◆ **TEXTO PARA LEITURA**
↓

O estudo do etanol, a propósito, é apropriado no momento atual, por se tratar de um produto que mobiliza muitas políticas públicas no país. “O senso comum diz que as usinas trazem desenvolvimento, mas não é bem assim”, sinaliza o geógrafo. Segundo ele, em geral a riqueza gerada pela produção de etanol é privadamente apropriada, enquanto os problemas, também gerados por esta atividade econômica, são socializados.

Ele aponta que a ocupação da cana é agressiva, substituindo outras culturas em regiões repletas de pequenos produtores, que acabam arrendando as terras por valores que vão sendo diminuídos a cada renovação contratual. “A cana toma conta de tudo. Arrancam-se árvores e derrubam-se currais. O pequeno produtor já não é mais capaz de achar a sua propriedade sem auxílio de GPS”, realça. Mesmo querendo, não consegue retornar às suas terras por falta de recursos para recuperar o que a cana destruiu e, com o tempo, se instala em definitivo nas cidades, atuando em empregos de baixa remuneração.

Mapa

O pesquisador e seu orientador elaboraram um mapeamento das áreas com restrições ao avanço da cana. Nas regiões serranas, por exemplo, predominam condições clinográficas inadequadas, enquanto no Nordeste há baixa disponibilidade hídrica. A Amazônia e o Pantanal possuem restrições ambientais que impedem a sua ocupação formal, já o Sul apresenta geadas e solos impróprios. Por fim, a região Sudeste está densamente ocupada por usinas, o que vem pressionando pela busca de alternativas. Assim sendo, o Cerrado é hoje o veio preferencial para o deslocamento da cana, de modo que sua ocupação deve ser acompanhada com cautela.

↑

◆ **O QUE FAZER**
Reescreva em forma de lista o parágrafo do texto sobre o etanol que começa com "O pesquisador e seu orientador", mantendo seus fatos principais.

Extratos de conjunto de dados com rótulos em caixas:
↓

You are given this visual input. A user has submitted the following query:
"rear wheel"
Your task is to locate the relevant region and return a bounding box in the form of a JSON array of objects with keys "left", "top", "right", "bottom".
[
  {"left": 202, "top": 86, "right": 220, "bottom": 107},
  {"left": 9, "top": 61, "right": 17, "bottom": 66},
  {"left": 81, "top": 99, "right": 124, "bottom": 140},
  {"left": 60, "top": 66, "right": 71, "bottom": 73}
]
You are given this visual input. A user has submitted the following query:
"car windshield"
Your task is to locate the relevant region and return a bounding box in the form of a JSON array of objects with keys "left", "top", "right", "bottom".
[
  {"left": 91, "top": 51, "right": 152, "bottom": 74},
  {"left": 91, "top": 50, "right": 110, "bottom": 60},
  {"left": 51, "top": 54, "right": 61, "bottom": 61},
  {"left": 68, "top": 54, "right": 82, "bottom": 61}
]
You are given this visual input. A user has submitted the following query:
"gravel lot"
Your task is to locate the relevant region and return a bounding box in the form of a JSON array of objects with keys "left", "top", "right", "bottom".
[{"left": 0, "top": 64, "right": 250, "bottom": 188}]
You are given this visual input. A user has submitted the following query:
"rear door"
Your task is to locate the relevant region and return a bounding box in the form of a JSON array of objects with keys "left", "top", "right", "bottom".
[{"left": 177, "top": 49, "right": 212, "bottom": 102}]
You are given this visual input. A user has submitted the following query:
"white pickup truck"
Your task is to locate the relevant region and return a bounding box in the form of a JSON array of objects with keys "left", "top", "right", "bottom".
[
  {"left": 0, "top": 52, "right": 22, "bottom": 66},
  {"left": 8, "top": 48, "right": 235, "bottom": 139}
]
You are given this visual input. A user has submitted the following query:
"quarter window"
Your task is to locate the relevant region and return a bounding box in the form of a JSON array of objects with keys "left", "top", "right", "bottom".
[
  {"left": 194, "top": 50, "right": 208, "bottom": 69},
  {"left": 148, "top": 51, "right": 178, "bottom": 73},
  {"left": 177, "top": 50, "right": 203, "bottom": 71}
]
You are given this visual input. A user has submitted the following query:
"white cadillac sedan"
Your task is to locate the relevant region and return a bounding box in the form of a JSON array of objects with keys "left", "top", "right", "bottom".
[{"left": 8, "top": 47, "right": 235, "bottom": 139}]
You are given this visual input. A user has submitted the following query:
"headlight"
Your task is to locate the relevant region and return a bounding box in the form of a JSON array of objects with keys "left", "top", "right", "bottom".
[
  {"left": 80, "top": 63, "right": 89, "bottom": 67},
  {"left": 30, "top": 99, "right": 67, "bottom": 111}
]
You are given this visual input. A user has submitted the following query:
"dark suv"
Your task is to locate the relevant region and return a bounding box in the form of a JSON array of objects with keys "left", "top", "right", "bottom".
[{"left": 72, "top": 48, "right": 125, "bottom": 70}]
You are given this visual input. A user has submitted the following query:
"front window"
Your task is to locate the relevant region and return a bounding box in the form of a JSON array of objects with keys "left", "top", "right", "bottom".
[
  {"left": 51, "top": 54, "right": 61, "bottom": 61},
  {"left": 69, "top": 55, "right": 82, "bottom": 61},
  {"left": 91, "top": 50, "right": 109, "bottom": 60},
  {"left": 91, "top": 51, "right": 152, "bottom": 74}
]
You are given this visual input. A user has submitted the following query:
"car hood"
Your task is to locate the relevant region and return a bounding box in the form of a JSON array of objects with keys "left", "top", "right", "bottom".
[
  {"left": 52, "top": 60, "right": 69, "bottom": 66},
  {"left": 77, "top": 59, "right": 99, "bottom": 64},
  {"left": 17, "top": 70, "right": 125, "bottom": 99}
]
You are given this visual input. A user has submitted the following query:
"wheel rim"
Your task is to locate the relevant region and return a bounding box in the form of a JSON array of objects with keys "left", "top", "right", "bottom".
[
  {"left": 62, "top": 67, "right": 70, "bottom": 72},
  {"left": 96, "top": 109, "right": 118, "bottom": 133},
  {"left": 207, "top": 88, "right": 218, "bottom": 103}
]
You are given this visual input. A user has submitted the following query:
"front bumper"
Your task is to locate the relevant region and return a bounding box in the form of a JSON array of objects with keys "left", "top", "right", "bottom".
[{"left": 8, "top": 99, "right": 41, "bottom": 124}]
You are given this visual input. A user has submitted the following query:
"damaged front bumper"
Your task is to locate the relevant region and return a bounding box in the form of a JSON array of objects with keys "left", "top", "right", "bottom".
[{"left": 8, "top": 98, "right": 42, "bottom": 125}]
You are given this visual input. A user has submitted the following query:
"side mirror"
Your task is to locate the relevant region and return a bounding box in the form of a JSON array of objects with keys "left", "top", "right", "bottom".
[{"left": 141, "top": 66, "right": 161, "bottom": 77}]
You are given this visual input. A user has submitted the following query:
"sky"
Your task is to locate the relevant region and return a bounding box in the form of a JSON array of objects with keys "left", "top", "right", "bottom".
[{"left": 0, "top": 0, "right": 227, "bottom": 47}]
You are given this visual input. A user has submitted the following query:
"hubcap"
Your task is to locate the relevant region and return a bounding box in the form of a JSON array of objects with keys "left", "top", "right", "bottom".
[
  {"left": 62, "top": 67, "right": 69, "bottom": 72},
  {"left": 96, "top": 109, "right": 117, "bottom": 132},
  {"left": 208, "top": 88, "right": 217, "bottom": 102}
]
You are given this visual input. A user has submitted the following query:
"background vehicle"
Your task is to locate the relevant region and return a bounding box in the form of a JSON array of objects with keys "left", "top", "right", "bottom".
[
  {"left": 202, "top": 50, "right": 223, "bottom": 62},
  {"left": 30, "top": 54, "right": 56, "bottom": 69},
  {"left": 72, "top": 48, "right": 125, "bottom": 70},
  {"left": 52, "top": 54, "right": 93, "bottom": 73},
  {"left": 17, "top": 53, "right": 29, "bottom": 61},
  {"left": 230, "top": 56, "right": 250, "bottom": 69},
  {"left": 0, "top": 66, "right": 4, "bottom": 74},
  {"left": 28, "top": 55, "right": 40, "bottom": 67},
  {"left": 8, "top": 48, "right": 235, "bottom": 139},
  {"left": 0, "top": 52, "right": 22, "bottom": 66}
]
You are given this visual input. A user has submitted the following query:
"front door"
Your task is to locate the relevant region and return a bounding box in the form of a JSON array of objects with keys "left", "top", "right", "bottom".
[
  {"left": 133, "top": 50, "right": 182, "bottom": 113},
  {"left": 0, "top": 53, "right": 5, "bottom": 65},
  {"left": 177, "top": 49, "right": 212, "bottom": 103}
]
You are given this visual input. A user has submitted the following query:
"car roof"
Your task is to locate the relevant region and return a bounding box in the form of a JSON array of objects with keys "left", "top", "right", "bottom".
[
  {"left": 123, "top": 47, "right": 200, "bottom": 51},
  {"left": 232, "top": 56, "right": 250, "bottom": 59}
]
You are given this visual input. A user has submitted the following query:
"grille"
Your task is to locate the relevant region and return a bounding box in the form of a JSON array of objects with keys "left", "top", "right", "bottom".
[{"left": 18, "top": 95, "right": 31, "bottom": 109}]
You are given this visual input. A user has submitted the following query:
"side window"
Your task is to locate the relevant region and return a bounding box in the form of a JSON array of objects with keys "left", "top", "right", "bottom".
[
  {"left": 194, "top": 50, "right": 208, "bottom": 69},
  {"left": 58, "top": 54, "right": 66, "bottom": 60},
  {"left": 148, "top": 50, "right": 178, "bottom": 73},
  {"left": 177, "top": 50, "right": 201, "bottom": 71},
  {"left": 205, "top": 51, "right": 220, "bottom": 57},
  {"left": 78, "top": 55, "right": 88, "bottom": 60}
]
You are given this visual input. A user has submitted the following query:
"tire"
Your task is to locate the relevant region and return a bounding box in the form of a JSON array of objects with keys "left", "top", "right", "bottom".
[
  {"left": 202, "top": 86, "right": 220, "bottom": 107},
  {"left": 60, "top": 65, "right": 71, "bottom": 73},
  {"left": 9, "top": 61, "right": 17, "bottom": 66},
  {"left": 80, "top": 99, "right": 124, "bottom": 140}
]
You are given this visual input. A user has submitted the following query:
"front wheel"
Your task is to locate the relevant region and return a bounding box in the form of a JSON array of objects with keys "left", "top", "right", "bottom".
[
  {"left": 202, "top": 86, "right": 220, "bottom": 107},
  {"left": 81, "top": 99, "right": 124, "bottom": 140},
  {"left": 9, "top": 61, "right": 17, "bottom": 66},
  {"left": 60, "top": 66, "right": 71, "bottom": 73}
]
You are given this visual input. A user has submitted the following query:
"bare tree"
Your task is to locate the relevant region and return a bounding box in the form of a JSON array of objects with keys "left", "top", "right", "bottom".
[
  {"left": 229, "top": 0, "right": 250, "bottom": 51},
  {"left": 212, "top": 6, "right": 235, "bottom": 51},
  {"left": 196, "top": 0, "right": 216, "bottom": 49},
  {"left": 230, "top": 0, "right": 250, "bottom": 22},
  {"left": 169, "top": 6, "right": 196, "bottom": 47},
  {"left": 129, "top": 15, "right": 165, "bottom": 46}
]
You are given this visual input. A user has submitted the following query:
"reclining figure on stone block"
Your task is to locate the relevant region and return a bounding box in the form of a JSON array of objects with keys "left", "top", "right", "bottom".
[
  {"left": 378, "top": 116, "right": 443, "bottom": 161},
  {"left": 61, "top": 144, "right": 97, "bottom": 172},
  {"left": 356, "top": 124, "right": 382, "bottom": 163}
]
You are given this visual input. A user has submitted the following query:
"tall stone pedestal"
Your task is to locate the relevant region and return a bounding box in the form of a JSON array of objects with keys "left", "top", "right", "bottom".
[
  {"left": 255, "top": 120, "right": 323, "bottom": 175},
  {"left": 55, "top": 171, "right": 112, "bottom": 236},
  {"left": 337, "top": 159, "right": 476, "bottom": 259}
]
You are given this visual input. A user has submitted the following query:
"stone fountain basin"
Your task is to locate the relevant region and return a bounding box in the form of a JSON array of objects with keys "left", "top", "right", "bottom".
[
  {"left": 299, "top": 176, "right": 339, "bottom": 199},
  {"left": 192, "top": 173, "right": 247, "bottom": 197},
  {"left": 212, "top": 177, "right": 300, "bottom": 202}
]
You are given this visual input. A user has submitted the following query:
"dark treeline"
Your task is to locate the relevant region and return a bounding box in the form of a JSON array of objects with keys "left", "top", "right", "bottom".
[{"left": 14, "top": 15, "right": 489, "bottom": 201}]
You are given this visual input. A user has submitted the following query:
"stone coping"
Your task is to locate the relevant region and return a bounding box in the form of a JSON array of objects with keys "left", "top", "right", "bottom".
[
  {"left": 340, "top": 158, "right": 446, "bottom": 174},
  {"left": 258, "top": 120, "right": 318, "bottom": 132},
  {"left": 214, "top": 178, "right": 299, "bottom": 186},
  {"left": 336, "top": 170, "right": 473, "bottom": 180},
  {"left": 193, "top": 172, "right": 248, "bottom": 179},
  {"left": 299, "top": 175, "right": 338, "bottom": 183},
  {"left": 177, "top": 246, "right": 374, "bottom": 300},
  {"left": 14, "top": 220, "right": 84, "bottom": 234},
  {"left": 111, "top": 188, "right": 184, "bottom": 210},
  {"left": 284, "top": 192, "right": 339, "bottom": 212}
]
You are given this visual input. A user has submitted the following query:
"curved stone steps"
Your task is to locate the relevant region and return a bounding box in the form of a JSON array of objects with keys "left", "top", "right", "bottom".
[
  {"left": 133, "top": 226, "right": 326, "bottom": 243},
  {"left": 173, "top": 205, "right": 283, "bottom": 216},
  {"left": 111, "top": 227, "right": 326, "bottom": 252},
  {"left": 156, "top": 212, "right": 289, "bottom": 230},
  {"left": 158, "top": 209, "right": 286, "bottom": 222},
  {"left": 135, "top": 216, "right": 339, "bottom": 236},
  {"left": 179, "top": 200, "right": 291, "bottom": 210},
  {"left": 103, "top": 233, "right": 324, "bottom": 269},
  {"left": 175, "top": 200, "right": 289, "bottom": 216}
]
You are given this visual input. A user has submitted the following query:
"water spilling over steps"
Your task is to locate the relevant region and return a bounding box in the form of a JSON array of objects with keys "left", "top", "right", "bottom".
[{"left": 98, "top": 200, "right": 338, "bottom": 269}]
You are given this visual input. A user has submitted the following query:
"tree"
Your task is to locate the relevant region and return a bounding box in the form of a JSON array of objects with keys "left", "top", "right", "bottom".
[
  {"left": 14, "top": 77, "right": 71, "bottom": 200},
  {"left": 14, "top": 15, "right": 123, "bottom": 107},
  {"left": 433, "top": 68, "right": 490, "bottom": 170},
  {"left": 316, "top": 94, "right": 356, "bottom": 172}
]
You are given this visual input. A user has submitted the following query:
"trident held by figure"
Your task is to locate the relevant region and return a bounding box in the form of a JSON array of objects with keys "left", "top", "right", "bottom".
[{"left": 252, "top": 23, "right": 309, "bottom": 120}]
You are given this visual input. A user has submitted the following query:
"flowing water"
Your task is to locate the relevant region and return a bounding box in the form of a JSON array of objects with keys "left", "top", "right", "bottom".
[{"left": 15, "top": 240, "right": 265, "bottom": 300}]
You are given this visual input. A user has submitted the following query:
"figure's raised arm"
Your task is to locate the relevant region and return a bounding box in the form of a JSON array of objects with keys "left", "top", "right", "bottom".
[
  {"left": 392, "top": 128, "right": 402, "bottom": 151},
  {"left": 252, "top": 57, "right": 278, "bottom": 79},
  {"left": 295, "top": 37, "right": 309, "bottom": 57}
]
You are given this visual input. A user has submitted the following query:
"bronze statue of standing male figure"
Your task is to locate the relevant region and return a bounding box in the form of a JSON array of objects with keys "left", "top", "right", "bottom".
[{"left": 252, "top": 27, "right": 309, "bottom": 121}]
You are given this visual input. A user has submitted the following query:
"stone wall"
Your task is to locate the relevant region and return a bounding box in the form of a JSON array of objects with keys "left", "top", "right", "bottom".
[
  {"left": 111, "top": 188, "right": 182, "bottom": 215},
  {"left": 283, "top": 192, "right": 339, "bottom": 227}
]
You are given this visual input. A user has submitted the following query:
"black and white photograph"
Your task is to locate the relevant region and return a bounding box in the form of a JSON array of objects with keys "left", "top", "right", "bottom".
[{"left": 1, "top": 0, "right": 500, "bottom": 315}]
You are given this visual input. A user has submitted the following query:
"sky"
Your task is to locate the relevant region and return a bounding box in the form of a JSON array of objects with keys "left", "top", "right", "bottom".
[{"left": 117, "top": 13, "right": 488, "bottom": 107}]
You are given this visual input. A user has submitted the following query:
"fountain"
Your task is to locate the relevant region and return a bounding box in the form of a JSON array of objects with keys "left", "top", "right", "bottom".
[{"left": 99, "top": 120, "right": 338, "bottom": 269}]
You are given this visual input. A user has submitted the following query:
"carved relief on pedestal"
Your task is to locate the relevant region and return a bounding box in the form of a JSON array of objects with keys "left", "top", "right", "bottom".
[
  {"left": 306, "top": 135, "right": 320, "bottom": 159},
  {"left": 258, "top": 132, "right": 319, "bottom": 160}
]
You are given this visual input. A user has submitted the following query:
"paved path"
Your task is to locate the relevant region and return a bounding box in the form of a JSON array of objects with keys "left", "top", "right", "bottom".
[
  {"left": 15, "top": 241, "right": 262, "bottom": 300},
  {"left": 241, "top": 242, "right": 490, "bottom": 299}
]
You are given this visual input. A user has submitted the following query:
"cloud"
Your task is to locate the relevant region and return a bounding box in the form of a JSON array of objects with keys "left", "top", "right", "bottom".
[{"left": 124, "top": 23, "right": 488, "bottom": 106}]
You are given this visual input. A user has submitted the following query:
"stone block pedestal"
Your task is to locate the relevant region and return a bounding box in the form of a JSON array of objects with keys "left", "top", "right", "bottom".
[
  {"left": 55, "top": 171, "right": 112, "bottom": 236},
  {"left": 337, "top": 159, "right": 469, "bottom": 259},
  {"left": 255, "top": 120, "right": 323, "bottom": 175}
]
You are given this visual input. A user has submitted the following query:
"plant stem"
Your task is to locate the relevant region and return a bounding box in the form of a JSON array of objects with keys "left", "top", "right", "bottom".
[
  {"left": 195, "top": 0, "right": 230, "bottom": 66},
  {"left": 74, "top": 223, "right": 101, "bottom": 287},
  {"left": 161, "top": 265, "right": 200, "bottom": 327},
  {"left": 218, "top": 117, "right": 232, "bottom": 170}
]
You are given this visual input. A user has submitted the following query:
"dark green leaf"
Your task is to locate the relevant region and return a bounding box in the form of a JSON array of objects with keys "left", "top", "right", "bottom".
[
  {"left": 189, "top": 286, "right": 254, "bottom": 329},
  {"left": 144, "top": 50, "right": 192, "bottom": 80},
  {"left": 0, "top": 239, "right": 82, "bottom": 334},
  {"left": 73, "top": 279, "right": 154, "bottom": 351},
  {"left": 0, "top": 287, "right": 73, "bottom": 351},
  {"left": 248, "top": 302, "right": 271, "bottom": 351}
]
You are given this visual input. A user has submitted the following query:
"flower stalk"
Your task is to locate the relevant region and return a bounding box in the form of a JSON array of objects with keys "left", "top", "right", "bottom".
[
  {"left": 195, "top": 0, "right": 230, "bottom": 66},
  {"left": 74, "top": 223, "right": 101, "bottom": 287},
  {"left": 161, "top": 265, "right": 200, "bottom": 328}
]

↑

◆ **RESULTADO DO EXERCÍCIO**
- O pesquisador e seu orientador mapearam as áreas com restrições ao avanço da cana.
- Regiões serranas: predominam condições clinográficas inadequadas.
- Nordeste: baixa disponibilidade hídrica.
- Amazônia e Pantanal: restrições ambientais impedem a ocupação formal.
- Sul: geadas e solos impróprios.
- Sudeste: densamente ocupado por usinas, o que pressiona pela busca de alternativas.
- Cerrado: é hoje o veio preferencial para o deslocamento da cana, e sua ocupação deve ser acompanhada com cautela.